§ Your assignment: State the number of lines in these records that include the string "instance", and say nothing more.

§ Information:
+ + + +

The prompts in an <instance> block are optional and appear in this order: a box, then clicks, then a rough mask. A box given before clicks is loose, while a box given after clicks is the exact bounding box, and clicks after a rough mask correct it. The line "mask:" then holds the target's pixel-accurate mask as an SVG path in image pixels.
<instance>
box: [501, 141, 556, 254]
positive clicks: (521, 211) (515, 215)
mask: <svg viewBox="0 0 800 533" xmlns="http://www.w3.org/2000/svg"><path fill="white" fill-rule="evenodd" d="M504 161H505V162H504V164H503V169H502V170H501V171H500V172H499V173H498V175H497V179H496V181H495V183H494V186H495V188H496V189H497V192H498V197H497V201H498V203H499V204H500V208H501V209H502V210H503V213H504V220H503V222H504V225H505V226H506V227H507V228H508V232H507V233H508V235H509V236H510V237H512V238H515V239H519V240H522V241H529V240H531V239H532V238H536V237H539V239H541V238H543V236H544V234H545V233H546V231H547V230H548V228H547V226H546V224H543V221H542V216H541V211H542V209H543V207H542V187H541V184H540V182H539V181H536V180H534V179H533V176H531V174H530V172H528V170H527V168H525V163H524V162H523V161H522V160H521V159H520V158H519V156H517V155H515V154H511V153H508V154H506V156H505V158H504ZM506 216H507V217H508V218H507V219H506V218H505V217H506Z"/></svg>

+ + + +

§ Answer to this problem: 2